━━ Recorded information ━━

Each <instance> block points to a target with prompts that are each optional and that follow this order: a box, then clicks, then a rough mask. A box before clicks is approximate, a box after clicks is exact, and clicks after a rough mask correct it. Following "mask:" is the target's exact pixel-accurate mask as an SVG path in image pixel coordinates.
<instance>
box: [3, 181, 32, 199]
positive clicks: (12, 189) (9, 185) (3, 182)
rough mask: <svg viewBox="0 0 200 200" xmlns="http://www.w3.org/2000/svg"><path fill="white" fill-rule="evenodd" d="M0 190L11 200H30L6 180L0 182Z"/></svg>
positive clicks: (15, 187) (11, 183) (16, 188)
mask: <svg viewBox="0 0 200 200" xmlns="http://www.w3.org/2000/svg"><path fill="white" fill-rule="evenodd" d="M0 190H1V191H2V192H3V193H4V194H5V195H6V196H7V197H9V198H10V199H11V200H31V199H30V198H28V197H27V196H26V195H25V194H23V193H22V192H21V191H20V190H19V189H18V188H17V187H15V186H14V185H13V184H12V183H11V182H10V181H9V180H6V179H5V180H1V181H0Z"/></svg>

━━━

What this task involves =
Look through the records for the string "instance". Copy every line that has it.

Reply =
Each <instance> block points to a target with prompts that are each optional and that follow this order: a box, then clicks, then a rough mask. A box before clicks is approximate, a box after clicks is exact, and clicks after a rough mask correct it. Following "mask:" is the target's exact pixel-accurate mask as an SVG path in image pixel coordinates.
<instance>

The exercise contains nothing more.